■ Records to process ■
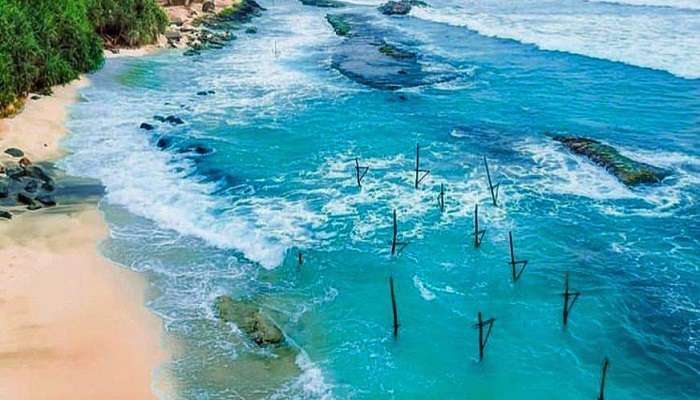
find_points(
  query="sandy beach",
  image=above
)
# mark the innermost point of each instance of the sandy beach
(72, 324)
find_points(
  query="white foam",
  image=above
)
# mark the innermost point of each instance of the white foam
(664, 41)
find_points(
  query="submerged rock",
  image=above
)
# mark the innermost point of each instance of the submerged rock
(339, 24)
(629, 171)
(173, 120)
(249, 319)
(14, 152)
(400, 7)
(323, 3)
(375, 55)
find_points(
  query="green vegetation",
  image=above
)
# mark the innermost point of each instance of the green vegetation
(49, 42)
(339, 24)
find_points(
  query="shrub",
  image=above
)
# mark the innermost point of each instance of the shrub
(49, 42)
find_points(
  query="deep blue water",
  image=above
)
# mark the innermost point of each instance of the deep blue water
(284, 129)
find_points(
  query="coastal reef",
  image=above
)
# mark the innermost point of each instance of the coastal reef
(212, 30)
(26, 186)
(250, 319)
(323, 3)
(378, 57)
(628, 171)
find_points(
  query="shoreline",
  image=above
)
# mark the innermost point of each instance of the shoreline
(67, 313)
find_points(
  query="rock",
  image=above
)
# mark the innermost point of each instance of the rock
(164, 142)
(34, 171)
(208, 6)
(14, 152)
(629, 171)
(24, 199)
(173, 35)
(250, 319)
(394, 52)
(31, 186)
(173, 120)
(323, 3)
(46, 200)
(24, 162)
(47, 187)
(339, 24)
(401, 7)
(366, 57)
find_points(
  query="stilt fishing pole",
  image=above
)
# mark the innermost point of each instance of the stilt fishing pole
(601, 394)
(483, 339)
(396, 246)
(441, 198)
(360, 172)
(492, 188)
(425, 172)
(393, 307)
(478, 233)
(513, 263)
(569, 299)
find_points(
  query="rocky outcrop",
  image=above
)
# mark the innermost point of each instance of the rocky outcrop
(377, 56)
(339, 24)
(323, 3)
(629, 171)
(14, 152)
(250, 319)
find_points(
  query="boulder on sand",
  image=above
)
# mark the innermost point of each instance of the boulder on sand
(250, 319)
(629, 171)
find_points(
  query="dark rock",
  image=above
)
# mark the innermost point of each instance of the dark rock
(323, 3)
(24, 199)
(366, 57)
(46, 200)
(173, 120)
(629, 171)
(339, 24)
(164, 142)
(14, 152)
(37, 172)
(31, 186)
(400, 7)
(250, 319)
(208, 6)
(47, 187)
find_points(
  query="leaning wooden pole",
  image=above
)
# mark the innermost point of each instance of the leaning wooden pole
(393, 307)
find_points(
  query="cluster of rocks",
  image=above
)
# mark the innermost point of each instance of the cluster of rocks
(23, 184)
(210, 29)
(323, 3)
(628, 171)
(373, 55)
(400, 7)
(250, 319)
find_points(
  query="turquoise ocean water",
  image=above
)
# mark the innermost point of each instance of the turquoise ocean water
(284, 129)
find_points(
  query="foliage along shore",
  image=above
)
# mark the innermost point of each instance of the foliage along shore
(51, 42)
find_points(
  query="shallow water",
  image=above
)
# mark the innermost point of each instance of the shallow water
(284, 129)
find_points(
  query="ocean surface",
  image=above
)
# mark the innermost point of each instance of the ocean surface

■ Requirements ■
Show every line in the data that contains the word "white", copying each one unchanged.

■ Final result ■
  query="white foam",
# mark the innermost point of each instance of the white foam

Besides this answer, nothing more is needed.